## What you should do
Could you copy the entire listing below, reproducing every line without any change?

## Records
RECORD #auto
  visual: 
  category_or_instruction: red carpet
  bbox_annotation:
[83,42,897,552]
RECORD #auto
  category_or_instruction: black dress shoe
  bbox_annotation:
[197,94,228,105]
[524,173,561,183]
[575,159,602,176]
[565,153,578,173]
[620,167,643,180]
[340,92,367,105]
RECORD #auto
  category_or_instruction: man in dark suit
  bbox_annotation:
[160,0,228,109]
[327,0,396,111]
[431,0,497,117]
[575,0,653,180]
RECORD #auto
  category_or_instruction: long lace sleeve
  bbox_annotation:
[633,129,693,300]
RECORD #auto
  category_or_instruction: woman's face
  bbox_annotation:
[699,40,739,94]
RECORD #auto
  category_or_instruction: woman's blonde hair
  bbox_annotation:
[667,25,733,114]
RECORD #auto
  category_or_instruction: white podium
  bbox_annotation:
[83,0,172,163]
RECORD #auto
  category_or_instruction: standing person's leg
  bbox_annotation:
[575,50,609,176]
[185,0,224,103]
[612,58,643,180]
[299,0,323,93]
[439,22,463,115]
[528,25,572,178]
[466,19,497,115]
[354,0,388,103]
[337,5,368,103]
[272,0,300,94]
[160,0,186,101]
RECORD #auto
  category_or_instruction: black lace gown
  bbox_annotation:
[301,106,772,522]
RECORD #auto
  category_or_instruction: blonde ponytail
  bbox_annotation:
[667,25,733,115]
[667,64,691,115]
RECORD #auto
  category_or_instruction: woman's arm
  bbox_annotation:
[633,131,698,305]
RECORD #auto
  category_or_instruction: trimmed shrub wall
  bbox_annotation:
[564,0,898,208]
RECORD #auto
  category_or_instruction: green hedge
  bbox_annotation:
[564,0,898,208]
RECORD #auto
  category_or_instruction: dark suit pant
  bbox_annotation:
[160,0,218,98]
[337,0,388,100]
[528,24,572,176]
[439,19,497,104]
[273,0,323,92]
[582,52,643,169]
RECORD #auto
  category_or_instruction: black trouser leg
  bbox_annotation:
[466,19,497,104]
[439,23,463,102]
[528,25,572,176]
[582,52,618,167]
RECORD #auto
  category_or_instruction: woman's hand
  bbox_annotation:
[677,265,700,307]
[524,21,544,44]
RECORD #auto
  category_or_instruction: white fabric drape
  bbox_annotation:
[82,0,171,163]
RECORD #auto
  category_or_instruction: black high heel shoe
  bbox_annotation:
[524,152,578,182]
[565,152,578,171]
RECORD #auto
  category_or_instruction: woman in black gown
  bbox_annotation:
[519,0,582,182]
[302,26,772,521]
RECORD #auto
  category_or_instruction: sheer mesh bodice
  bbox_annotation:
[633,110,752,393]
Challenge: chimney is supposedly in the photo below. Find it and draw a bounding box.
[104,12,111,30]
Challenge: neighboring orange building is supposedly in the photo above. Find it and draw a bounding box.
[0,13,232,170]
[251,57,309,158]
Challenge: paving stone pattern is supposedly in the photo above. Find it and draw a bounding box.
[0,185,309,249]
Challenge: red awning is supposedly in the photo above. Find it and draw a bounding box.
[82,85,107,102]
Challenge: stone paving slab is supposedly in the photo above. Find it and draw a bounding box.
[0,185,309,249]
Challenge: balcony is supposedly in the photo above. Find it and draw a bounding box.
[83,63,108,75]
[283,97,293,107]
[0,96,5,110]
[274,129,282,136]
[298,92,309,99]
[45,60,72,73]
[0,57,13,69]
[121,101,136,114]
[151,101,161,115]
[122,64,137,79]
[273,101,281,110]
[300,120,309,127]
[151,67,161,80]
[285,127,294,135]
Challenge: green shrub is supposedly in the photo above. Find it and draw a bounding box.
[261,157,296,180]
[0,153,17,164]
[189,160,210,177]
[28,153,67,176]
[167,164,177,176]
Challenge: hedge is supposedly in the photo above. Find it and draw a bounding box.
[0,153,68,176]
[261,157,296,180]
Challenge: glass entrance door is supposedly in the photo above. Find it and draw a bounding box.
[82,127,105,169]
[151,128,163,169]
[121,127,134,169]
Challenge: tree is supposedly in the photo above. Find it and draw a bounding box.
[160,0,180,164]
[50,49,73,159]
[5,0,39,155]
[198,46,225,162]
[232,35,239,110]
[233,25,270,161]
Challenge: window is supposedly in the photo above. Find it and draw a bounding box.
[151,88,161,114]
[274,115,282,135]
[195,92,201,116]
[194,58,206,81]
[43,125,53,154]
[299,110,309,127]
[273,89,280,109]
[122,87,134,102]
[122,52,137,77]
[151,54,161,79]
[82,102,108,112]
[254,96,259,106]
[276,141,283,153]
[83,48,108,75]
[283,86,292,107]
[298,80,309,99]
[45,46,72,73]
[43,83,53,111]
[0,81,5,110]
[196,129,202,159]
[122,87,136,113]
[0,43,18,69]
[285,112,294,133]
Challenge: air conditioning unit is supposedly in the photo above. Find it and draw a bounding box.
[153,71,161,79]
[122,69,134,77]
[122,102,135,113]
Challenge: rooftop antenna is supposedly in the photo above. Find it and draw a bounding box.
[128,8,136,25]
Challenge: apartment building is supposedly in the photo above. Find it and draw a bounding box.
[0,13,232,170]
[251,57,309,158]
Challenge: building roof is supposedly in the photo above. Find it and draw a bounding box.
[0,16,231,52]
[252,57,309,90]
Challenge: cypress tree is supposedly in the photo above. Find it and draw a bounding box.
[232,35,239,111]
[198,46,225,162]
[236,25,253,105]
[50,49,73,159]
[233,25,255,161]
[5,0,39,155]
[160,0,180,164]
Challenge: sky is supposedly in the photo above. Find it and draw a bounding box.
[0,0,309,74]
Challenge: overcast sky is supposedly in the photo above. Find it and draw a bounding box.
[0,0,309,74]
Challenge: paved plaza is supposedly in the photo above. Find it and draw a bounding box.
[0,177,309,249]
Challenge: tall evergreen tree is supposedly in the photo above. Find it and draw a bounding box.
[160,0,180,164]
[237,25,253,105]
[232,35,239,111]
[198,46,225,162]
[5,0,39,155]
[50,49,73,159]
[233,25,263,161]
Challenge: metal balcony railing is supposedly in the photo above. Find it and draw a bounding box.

## Exercise response
RECORD #auto
  visual: 
  category_or_instruction: red carpet
  bbox_annotation:
[83,42,897,552]
RECORD #auto
  category_or_instruction: black dress shoe
  bbox_annotation:
[197,94,228,105]
[524,173,561,183]
[575,159,602,176]
[565,153,578,173]
[620,167,643,180]
[340,92,367,105]
RECORD #auto
  category_or_instruction: man in dark suit
  bbox_annotation:
[160,0,228,109]
[327,0,396,111]
[431,0,497,117]
[575,0,653,180]
RECORD #auto
  category_or_instruction: long lace sleeve
  bbox_annotation:
[633,129,693,300]
RECORD #auto
  category_or_instruction: woman's face
  bbox_annotation:
[699,40,739,94]
RECORD #auto
  category_or_instruction: woman's blonde hair
  bbox_annotation:
[667,25,733,114]
RECORD #auto
  category_or_instruction: white podium
  bbox_annotation:
[83,0,172,163]
RECORD #auto
  category_or_instruction: standing person's leg
  bbox_annotation:
[575,50,609,176]
[185,0,224,103]
[612,58,643,180]
[299,0,323,93]
[439,22,463,115]
[528,25,572,178]
[466,19,497,115]
[354,0,388,103]
[337,5,368,103]
[272,0,300,94]
[160,0,186,101]
RECORD #auto
  category_or_instruction: black lace gown
  bbox_annotation:
[301,106,772,522]
RECORD #auto
  category_or_instruction: blonde ponytail
  bbox_annotation:
[667,25,733,115]
[667,64,691,115]
RECORD #auto
  category_or_instruction: woman's arm
  bbox_annotation:
[633,131,698,305]
RECORD #auto
  category_or_instruction: trimmed shrub wall
  bbox_annotation:
[564,0,898,208]
RECORD #auto
  category_or_instruction: green hedge
  bbox_annotation:
[564,0,898,208]
RECORD #auto
  category_or_instruction: dark suit pant
  bbox_annotation:
[160,0,218,98]
[337,0,388,100]
[528,24,572,176]
[439,19,497,104]
[273,0,323,92]
[582,52,643,169]
RECORD #auto
  category_or_instruction: black trouser leg
  bbox_annotation:
[466,19,497,104]
[439,23,463,102]
[528,25,572,176]
[582,52,618,167]
RECORD #auto
  category_or_instruction: woman's hand
  bbox_annotation:
[677,265,700,307]
[524,21,544,44]
RECORD #auto
  category_or_instruction: white fabric drape
  bbox_annotation:
[82,0,171,163]
RECORD #auto
  category_or_instruction: black high heel shoe
  bbox_annotation:
[524,152,578,182]
[565,152,578,171]
RECORD #auto
  category_or_instruction: woman in black gown
  bbox_annotation:
[519,0,582,182]
[302,26,772,521]
RECORD #auto
  category_or_instruction: sheer mesh bodice
  bbox_annotation:
[633,110,752,393]
Challenge: chimney is supposedly in the photo below. Find it and draw a bounding box.
[104,12,111,30]
Challenge: neighboring orange building is supposedly in the photo above. Find it and draw a bounding box.
[0,13,232,170]
[251,57,309,158]
Challenge: paving stone pattern is supposedly in the photo above. Find it and draw a bounding box.
[0,185,309,249]
Challenge: red awning is supposedly in the photo above. Find it and draw a bounding box.
[82,85,107,102]
Challenge: stone paving slab is supposedly in the photo above. Find it and draw a bounding box.
[0,185,309,249]
Challenge: balcony is supposedly in the photo above. Find it and draw a bounding box.
[83,63,108,75]
[283,97,293,107]
[0,96,5,110]
[274,129,282,136]
[298,92,309,99]
[45,60,72,73]
[0,57,13,69]
[121,101,136,114]
[151,101,161,115]
[122,64,137,79]
[273,101,281,110]
[300,120,309,127]
[151,67,161,80]
[285,127,294,135]
Challenge: green shrub is supposedly in the photo above. Find it and draw a bounding box.
[261,157,296,180]
[0,153,17,164]
[189,160,210,177]
[28,153,67,176]
[167,164,177,176]
Challenge: hedge is supposedly in the photo above. Find it and draw a bounding box.
[0,153,68,176]
[261,157,296,180]
Challenge: glass entrance door is supposedly in the photo above. Find it and draw a bounding box.
[82,127,105,169]
[151,128,163,169]
[121,127,134,169]
Challenge: tree is supposedly in the photo above. Find it and draw a bounding box.
[160,0,180,164]
[50,49,73,159]
[5,0,39,155]
[198,46,225,162]
[232,35,239,110]
[233,25,270,161]
Challenge: window is supposedly in the photo above. Find it and draw a bounding box.
[151,88,161,114]
[274,115,282,135]
[195,92,201,116]
[194,58,206,81]
[43,125,53,154]
[299,110,309,127]
[273,89,280,109]
[122,87,134,102]
[122,52,137,77]
[151,54,161,79]
[82,102,108,112]
[254,96,259,106]
[276,141,283,153]
[83,48,108,75]
[283,86,292,107]
[298,80,309,99]
[45,46,72,73]
[43,83,53,111]
[0,81,5,110]
[196,129,202,159]
[122,87,136,113]
[0,43,18,69]
[285,112,294,133]
Challenge: air conditioning unit is supposedly in the photo above. Find it and draw a bounding box.
[153,71,161,79]
[122,69,134,77]
[122,102,135,113]
Challenge: rooftop antenna is supposedly in the photo above. Find it and draw a bounding box.
[128,8,136,25]
Challenge: apartment building is supposedly in the photo above. Find it and draw a bounding box.
[0,13,232,170]
[251,57,309,158]
Challenge: building roof is supposedly in the photo above. Find it and draw a bounding box.
[0,16,231,52]
[252,57,309,90]
Challenge: cypress tree is supposedly in the photo above. Find it and draw a bounding box.
[232,35,239,111]
[198,46,225,162]
[236,25,253,105]
[50,49,73,159]
[233,25,255,161]
[5,0,39,155]
[160,0,180,164]
Challenge: sky is supposedly in the photo above. Find it and draw a bounding box.
[0,0,309,74]
Challenge: overcast sky is supposedly in the photo above. Find it and draw a bounding box.
[0,0,309,74]
Challenge: paved plaza is supposedly in the photo above. Find it and draw a bounding box.
[0,177,309,249]
Challenge: tall evergreen tree is supposedly in the photo above. Find it and draw a bounding box.
[160,0,180,164]
[237,25,253,105]
[232,35,239,111]
[198,46,225,162]
[5,0,39,155]
[50,49,73,159]
[233,25,263,161]
Challenge: metal balcony railing is supposedly in the photo above. Find it and draw a bounding box.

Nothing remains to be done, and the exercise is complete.